[Arbeitsschritte]:
A – Kopiere aus dem Text über den Naturthemenpark wortgetreu die Passage zwischen „An der Matschstation“ und „erklärt ihnen Lehenherr.“, beide eingeschlossen.
B – Übersetze diesen Satz aus dem Text über den Naturthemenpark ins Englische: „Spitzenreiter ist das Reh: Es legt sechs Meter zurück.“
C – Führe den Text über den Naturthemenpark im Anschluss an seinen letzten Satz fort.

[Textauszug]:
1992 fing alles mit einem Lehrpfad zu heimischen Gehölzen an. 1995 kam ein Lehrpfad zu Nistkästen und Vogelarten hinzu, der auch heute noch mitten durch den Naturthemenpark führt.
Vom Parkplatz aus führt ein Schotterweg am Stadtrand in den
Park hinein. In die Ferne blicken kann der Besucher zunächst nicht: Rundherum sind Sträucher hoch gewachsen. Wenige Meter entfernt steht eine Holzhütte, der zentrale Infopunkt des Parks. Dort können Besucher Übersichtskarten und Broschüren mitnehmen oder ForscherRucksäcke mit Becherlupe und anderen Utensilien ausleihen. Aufgrund der Corona-Pandemie habe man dieses Angebot jetzt aber einschränken müssen, erklärt Isabella Maier von der Tourismusbetriebsgesellschaft. „Momentan verleihen wir nur noch Kescher, weil die am einfachsten zu desinfizieren sind.“
Aber auch ohne die Ausrüstung können Familien im Park aktiv werden. Unweit des Infopunkts ist eine Sandgrube aufgebaut, in der man Weitsprung üben und sich mit den Waldbewohnern messen kann. Holzlatten geben an, wie weit Wildschwein, Frosch oder Hase springen. Spitzenreiter ist das Reh: Es legt sechs Meter zurück.
Der Weg führt weiter durch einen Mischwald, vorbei an Infotafeln zu allen möglichen Naturthemen. Wie funktioniert der Wasserkreislauf? Welche Waldbewohner gibt es? Wie verhalte ich mich den Tieren gegenüber? All diese Fragen werden kurz und übersichtlich beantwortet, Kinder werden stets als „Natur-Profis“angesprochen. Mit Puzzles, Schaltflächen und anderen interaktiven Elementen lernen die kleinen Besucher vor allem spielerisch. So müssen sie an einer Station einen Wassertropfen über einen Magneten so führen, dass er einmal den kompletten Wasserkreislauf durchläuft.
An der Matschstation können sich Kinder daran versuchen, das Wasser aufzuhalten. An einem kleinen Bach turnen die kleinen Besucher über Steine, Baumstümpfe und Äste. Ein kleines Mädchen mit Matschhose hat einen Plastikeimer und eine Schaufel mitgebracht, um den Boden zu bearbeiten. Rechts von ihr stapeln vier Jungen die Äste, um das Wasser aufzustauen. „Selbst, wenn das gelingt: Das Wasser findet immer irgendwie seinen Weg“, erklärt ihnen Lehenherr.

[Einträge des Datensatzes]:
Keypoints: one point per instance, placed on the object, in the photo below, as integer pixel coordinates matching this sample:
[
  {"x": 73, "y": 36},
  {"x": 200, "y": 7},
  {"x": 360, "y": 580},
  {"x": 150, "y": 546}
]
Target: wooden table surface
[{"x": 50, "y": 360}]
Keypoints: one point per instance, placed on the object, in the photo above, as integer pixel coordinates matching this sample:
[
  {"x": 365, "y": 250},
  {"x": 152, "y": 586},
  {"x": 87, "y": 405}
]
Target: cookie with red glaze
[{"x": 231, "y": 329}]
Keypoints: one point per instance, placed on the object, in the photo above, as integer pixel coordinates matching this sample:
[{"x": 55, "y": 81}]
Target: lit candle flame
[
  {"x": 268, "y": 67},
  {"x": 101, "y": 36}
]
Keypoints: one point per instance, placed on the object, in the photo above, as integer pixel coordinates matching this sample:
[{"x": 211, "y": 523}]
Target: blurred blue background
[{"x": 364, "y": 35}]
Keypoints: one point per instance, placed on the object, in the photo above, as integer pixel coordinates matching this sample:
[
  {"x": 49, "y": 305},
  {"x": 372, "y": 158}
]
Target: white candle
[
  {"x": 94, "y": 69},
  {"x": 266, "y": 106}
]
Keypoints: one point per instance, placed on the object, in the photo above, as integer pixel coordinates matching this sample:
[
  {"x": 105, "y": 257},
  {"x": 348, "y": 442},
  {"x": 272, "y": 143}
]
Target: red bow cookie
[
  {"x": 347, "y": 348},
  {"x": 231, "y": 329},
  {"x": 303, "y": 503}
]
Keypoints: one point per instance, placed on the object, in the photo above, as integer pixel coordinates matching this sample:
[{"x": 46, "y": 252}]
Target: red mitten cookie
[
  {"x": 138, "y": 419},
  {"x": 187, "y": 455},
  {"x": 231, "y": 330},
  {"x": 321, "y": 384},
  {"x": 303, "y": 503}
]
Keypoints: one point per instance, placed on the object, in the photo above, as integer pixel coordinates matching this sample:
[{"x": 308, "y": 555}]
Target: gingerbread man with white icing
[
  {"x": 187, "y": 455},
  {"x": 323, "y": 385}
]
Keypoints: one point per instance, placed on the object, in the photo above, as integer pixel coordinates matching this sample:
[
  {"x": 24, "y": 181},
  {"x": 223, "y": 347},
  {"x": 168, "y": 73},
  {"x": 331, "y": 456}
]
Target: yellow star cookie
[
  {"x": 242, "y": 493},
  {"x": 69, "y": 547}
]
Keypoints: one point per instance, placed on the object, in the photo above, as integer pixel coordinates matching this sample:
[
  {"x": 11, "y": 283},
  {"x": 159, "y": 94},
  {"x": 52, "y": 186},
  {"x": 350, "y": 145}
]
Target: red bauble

[Lösungen]:
A –
An der Matschstation können sich Kinder daran versuchen, das Wasser aufzuhalten. An einem kleinen Bach turnen die kleinen Besucher über Steine, Baumstümpfe und Äste. Ein kleines Mädchen mit Matschhose hat einen Plastikeimer und eine Schaufel mitgebracht, um den Boden zu bearbeiten. Rechts von ihr stapeln vier Jungen die Äste, um das Wasser aufzustauen. „Selbst, wenn das gelingt: Das Wasser findet immer irgendwie seinen Weg“, erklärt ihnen Lehenherr.

B – The roe deer comes out on top: it covers six meters.

C –
Um die Route des 3,5 Kilometer langen Rundwegs schneller abzuklappern, fährt er mit dem Auto ans andere Ende des Parks, auf Höhe der Kliniken. Auch dort gibt es eine Steglandschaft, die über zwei Tümpel und durch das zweite Biberrevier führt. Mit etwas Glück lassen sich die Tiere sogar beobachten: Die Biberburg steht direkt neben dem Steg.
Wer einen Blick in das Gewässer wirft, entdeckt aber auch eher ungewöhnliche Bewohner des Naturthemenparks: Etliche Goldfische tummeln sich darin. „Da hat mal irgendjemand sein Aquarium aufgelöst und die Tiere ausgesetzt“, vermutet Lehenherr. Das zählt zu illegaler Müllentsorgung und ist damit verboten. Aber wirklich schaden täten die Tiere dem Park nicht. Manch ein Vogel scheint sich über diese zusätzliche Nahrungsquelle zu freuen. „Ich habe noch nie so einen dicken Eisvogel gesehen“, sagt Lehenherr und lacht. Das rot-blau-schillernde Gefieder dieses Kleinfischjägers bekommt man nicht oft zu sehen. Der Eisvogel galt lange Zeit als verschollen.
Daher stört sich Lehenherr nicht weiter an den Goldfischen. Auch wenn ihr Vorkommen nicht natürlich ist, weil der Mensch eingegriffen hat. Ansonsten entwickelt sich der Park weitestgehend so, wie es Tierund Pflanzenwelt am besten passt. Nur einen müsse man dann doch immer mal wieder bremsen. Würde der Biber unaufhaltsam Dämme bauen, stünden die Stege und Wege im Park bald unter Wasser. Daher werden die Dämme immer ein wenig gestutzt.